▸ AIM OF THE EXERCISE
The lines from the start of the data through the line containing "box: [40, 39, 481, 189]" are to be reproduced exactly, both ends included.

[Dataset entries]
################

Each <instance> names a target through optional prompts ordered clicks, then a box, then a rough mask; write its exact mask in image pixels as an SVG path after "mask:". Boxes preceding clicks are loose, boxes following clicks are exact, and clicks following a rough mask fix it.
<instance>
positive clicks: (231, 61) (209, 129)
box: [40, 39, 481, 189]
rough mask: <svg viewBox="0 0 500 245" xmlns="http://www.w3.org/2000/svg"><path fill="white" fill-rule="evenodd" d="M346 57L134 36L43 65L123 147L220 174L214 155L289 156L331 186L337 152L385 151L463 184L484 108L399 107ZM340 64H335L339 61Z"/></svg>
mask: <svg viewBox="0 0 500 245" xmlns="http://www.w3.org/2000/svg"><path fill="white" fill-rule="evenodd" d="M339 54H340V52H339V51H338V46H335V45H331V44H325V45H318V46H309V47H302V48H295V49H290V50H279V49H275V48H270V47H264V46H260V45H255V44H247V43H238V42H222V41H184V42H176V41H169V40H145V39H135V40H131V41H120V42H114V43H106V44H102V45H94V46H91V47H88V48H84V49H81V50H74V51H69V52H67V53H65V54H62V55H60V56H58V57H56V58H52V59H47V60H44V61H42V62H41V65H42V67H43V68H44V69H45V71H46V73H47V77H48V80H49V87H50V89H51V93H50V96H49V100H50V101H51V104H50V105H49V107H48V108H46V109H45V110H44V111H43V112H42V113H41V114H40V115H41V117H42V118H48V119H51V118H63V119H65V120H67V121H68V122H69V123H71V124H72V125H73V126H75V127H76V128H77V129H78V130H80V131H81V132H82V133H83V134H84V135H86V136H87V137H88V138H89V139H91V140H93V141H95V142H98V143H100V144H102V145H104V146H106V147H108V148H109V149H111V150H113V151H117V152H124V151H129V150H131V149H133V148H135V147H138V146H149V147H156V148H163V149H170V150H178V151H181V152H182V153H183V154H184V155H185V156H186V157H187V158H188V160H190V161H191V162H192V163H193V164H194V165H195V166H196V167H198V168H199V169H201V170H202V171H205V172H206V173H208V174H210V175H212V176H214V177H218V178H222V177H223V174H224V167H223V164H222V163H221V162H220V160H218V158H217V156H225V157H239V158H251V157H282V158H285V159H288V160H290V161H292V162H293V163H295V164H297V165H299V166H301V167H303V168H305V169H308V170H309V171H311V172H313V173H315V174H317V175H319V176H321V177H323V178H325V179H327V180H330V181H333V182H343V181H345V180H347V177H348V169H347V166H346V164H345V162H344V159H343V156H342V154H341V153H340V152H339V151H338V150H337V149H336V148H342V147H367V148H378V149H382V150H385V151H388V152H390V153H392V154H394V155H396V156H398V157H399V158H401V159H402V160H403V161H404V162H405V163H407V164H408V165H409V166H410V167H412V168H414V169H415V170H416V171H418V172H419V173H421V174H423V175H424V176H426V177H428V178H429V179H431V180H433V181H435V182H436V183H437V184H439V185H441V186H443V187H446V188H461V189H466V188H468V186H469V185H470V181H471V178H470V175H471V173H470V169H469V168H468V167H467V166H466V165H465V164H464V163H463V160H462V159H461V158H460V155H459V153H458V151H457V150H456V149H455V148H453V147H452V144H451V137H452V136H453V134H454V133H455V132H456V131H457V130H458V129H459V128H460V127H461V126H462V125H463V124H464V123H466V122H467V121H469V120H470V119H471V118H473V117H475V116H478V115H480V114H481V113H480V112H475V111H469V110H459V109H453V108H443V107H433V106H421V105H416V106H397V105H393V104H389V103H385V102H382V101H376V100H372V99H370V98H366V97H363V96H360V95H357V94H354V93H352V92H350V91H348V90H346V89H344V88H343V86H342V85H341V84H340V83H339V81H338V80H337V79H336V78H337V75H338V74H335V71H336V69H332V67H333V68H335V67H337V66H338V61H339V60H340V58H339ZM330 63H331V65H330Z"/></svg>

################

▸ ANSWER TO THIS TASK
Each <instance> names a target through optional prompts ordered clicks, then a box, then a rough mask; write its exact mask in image pixels as an SVG path after "mask:". Boxes preceding clicks are loose, boxes following clicks are exact, and clicks following a rough mask fix it.
<instance>
positive clicks: (231, 61) (209, 129)
box: [40, 39, 481, 189]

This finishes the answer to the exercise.